> [THE PROBLEM]: Reproduce every one of the entries below word for word.

> [MATERIAL SHOWN]:
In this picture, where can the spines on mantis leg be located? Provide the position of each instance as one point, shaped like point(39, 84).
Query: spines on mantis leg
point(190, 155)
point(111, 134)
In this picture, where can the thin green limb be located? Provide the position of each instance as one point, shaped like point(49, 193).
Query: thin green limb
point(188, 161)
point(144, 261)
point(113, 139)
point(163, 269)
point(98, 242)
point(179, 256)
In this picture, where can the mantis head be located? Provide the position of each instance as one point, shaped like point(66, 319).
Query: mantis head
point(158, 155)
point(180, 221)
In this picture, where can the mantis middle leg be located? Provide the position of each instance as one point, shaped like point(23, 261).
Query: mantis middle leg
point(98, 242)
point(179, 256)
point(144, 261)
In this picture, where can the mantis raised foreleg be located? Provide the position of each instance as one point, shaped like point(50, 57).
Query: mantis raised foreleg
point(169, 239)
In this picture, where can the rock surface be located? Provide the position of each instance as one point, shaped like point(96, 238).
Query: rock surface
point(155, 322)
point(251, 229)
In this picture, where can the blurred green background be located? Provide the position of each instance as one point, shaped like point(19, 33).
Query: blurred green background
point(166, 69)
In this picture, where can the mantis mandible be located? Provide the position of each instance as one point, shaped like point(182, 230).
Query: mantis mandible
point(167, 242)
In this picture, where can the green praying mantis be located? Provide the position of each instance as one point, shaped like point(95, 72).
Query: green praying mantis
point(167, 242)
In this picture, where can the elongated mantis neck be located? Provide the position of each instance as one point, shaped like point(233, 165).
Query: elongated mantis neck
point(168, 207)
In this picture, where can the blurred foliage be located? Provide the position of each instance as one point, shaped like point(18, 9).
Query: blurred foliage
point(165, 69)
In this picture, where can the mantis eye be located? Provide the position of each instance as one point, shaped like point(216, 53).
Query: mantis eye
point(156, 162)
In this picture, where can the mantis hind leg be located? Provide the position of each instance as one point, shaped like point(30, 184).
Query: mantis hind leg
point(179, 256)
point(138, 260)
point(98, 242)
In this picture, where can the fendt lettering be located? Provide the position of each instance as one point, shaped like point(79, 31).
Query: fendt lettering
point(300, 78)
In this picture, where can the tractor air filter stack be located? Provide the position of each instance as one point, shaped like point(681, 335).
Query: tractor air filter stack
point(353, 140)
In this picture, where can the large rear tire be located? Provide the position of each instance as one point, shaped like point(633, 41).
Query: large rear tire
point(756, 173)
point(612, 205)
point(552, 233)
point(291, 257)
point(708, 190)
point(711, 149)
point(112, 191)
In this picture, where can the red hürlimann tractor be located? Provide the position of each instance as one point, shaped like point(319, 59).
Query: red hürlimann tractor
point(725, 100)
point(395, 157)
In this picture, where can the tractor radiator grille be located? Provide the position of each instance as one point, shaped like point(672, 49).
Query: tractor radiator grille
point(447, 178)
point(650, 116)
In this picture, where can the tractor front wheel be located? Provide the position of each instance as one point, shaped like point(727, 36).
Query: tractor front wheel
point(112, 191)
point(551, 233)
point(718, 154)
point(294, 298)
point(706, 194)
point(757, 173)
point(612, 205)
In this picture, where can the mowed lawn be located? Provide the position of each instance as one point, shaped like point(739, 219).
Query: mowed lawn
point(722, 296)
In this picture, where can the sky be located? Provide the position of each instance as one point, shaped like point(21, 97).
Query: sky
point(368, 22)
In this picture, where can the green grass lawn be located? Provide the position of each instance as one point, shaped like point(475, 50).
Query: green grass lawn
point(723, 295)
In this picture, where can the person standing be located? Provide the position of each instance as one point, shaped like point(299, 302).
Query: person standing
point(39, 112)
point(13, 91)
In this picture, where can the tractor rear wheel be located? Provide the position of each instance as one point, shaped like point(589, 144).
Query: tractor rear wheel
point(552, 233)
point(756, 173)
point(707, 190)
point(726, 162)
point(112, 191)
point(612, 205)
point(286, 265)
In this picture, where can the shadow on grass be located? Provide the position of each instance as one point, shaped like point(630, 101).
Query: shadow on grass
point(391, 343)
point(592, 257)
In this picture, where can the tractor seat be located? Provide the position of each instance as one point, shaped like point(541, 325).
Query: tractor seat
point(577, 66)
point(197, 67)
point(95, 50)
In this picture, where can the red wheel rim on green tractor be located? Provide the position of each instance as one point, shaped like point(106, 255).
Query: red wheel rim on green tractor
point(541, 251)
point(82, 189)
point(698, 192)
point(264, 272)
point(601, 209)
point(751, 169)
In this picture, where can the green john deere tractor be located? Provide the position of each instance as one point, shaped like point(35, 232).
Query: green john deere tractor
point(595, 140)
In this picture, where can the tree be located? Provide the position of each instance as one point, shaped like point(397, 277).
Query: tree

> [ANSWER]:
In this picture, where can the spines on mantis leg be located? Provide the position of each instance as one point, shaped like point(39, 84).
Query: spines on mantis leg
point(190, 155)
point(111, 134)
In this picture, where can the thin green limb be located? Provide the position of each instance as one point, shaped like point(49, 193).
Query: thin green limb
point(188, 161)
point(144, 261)
point(113, 139)
point(163, 269)
point(98, 242)
point(179, 256)
In this picture, where can the mantis head be located? Provide the position of each instance as one point, shaped like point(66, 319).
Query: mantis head
point(158, 155)
point(180, 221)
In this picture, where can the mantis middle leg be located? Provide the position of each instance as one point, shaped like point(23, 261).
Query: mantis middle leg
point(98, 242)
point(179, 256)
point(144, 261)
In this picture, where can the mantis raised foreleg be located? Provide the position of each instance as one point, shaped like point(50, 57).
Query: mantis raised foreleg
point(169, 239)
In this picture, where can the rock surface be located? Provide the position of each instance as one point, shaped like point(96, 238).
Query: rock surface
point(155, 322)
point(251, 229)
In this picture, where can the blurred green background be located? Provide the position of each instance as one point, shaped like point(19, 33).
Query: blurred green background
point(166, 69)
In this picture, where can the mantis mandible be located? Provide the position of each instance as one point, shaped like point(182, 230).
Query: mantis mandible
point(167, 242)
In this picture, where can the green praying mantis be located? Provide the position of each instance as one point, shaped like point(95, 72).
Query: green praying mantis
point(167, 242)
In this picture, where can the elongated mantis neck be located? Provide the position of each instance as one point, shaped like point(233, 165).
Query: elongated mantis neck
point(168, 207)
In this picture, where can the blurred foliage be located? Provide the position of each instance as one point, shaped like point(18, 9).
Query: blurred foliage
point(165, 69)
In this picture, where can the mantis eye be located? Provide the position of each instance as one point, shaped like point(216, 53).
Query: mantis eye
point(156, 162)
In this picture, where can the mantis hind leg be located? Provide the position of each instance as one point, shaped like point(30, 184).
Query: mantis hind leg
point(179, 256)
point(138, 260)
point(98, 242)
In this picture, where can the fendt lettering be located? Provide the position of each instance as one point, shaped like point(79, 31).
Query: fendt lettering
point(300, 78)
In this picture, where can the tractor air filter stack be located? Provide the position of each instance as one point, shaped like point(681, 335).
Query: tractor air filter stack
point(353, 140)
In this picture, where can the large rear tire be located? Provide the position of each instance as one point, shaped like point(633, 41).
Query: large rear tire
point(756, 173)
point(612, 205)
point(552, 233)
point(291, 257)
point(708, 190)
point(711, 149)
point(112, 191)
In this picture, where can the red hürlimann tractor be located? Provide the position of each instance as one point, shaped like point(319, 59).
Query: red hürlimann tractor
point(725, 100)
point(395, 157)
In this picture, where can the tractor radiator grille be located? Provide the position of each instance as one point, shaped like point(672, 49).
Query: tractor radiator grille
point(447, 178)
point(650, 116)
In this picture, where can the tractor front wheel be located? Provide the position of each instance as one point, shaped like point(727, 36).
Query: tractor front wheel
point(112, 191)
point(551, 233)
point(718, 154)
point(294, 298)
point(706, 194)
point(757, 173)
point(612, 205)
In this picture, where can the mowed lawn be located? Provide the position of each instance as one point, shaped like point(739, 219).
Query: mowed lawn
point(722, 296)
In this picture, where can the sky be located? Provide the position of each instance as one point, shaped like point(21, 97).
Query: sky
point(368, 22)
In this picture, where can the green grass lawn be located? Provide the position of each instance as one point, shaped like point(475, 50).
Query: green grass lawn
point(723, 295)
In this picture, where can the person standing be located? Provide the position of each instance as one point, shaped like point(299, 302).
Query: person standing
point(39, 112)
point(13, 91)
In this picture, where can the tractor rear wheel be located? Provide the position of each instance as one point, shaped like point(589, 144).
Query: tractor rear wheel
point(552, 233)
point(756, 173)
point(707, 190)
point(726, 162)
point(112, 191)
point(612, 205)
point(286, 265)
In this picture, where can the shadow on grass be located? Provide the position of each instance as one point, shaped like point(630, 101).
Query: shadow on grass
point(391, 343)
point(592, 257)
In this picture, where can the tractor seat be located? Provide the position of each instance as one point, shaped like point(541, 325).
Query: tractor seat
point(577, 66)
point(197, 67)
point(95, 50)
In this picture, where can the red wheel rim on green tractor be located? Provide the position of each instance as one point, shaped like point(106, 255).
Query: red wheel rim on green tractor
point(541, 251)
point(82, 189)
point(698, 192)
point(264, 272)
point(601, 209)
point(751, 169)
In this picture, where can the green john deere tractor be located? Provide the position of each instance as one point, shaped like point(35, 232).
Query: green john deere tractor
point(595, 140)
In this picture, where can the tree be located? Provide the position of each instance as one point, shaped like point(397, 277).
Query: tree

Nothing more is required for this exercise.